▸ **Directive**
Please echo each of the items below, reproducing every line verbatim.

Stored data entries:
..........

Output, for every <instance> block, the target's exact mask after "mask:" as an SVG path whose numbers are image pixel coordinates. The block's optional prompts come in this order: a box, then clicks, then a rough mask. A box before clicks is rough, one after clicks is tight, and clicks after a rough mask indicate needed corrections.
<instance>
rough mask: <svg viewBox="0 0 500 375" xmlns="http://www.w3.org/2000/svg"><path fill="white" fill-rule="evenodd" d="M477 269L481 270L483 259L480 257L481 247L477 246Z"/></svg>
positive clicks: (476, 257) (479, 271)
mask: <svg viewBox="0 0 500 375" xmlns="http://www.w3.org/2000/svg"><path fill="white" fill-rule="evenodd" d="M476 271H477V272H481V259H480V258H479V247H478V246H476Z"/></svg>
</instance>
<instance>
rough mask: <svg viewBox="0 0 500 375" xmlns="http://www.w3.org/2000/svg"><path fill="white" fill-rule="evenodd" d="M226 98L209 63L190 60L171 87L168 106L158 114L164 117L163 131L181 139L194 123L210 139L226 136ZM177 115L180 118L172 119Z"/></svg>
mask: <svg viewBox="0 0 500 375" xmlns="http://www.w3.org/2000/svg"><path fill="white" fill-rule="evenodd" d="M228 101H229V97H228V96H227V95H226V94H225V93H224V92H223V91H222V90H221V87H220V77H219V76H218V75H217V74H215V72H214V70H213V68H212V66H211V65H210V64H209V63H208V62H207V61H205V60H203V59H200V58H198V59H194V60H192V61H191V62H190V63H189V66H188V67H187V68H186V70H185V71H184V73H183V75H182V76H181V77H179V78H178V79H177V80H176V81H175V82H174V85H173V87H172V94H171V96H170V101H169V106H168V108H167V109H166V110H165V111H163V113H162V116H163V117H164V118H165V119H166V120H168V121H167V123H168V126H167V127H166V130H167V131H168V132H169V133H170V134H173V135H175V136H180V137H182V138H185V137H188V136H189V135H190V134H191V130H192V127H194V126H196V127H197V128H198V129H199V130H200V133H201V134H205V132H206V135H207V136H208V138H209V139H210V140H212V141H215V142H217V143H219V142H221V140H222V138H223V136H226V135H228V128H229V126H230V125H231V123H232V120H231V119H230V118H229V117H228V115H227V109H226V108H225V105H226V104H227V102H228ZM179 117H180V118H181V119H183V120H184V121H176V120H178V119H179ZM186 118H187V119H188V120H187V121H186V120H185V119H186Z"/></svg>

..........

▸ **Exercise result**
Output, for every <instance> block, the target's exact mask after "mask:" as an SVG path whose numbers are image pixel coordinates. The block's optional prompts come in this order: a box, then clicks, then a rough mask. A box before clicks is rough, one after clicks is tight, and clicks after a rough mask indicate needed corrections.
<instance>
rough mask: <svg viewBox="0 0 500 375" xmlns="http://www.w3.org/2000/svg"><path fill="white" fill-rule="evenodd" d="M477 269L481 270L483 259L480 257L481 247L477 246Z"/></svg>
positive clicks: (476, 257) (479, 271)
mask: <svg viewBox="0 0 500 375" xmlns="http://www.w3.org/2000/svg"><path fill="white" fill-rule="evenodd" d="M476 271H477V272H481V259H480V258H479V247H478V246H476Z"/></svg>
</instance>
<instance>
rough mask: <svg viewBox="0 0 500 375" xmlns="http://www.w3.org/2000/svg"><path fill="white" fill-rule="evenodd" d="M226 98L209 63L190 60L171 87L168 106L158 114L164 117L163 131L181 139L194 123L210 139L226 136ZM177 115L180 118L172 119Z"/></svg>
mask: <svg viewBox="0 0 500 375" xmlns="http://www.w3.org/2000/svg"><path fill="white" fill-rule="evenodd" d="M228 101H229V97H228V96H227V95H226V94H225V93H224V92H223V91H222V90H221V87H220V77H219V76H218V75H217V74H215V72H214V70H213V68H212V66H211V65H210V64H209V63H208V62H207V61H205V60H203V59H200V58H198V59H194V60H192V61H191V62H190V63H189V66H188V67H187V68H186V70H185V71H184V73H183V75H182V76H181V77H179V78H178V79H177V80H176V81H175V82H174V85H173V87H172V94H171V96H170V101H169V106H168V108H167V109H166V110H165V111H163V113H162V116H163V117H164V118H165V119H166V120H168V121H167V123H168V126H167V127H166V130H167V131H168V132H169V133H170V134H173V135H175V136H180V137H182V138H185V137H188V136H189V135H190V134H191V130H192V127H194V126H196V127H197V128H198V129H199V130H200V133H201V134H205V132H206V135H207V136H208V138H209V139H210V140H212V141H215V142H217V143H219V142H221V140H222V138H223V136H226V135H228V128H229V126H230V125H231V123H232V120H231V119H230V118H229V117H228V115H227V109H226V108H225V105H226V104H227V102H228ZM179 117H180V118H181V119H183V120H184V121H176V120H178V119H179ZM186 118H187V119H188V120H187V121H186V120H185V119H186Z"/></svg>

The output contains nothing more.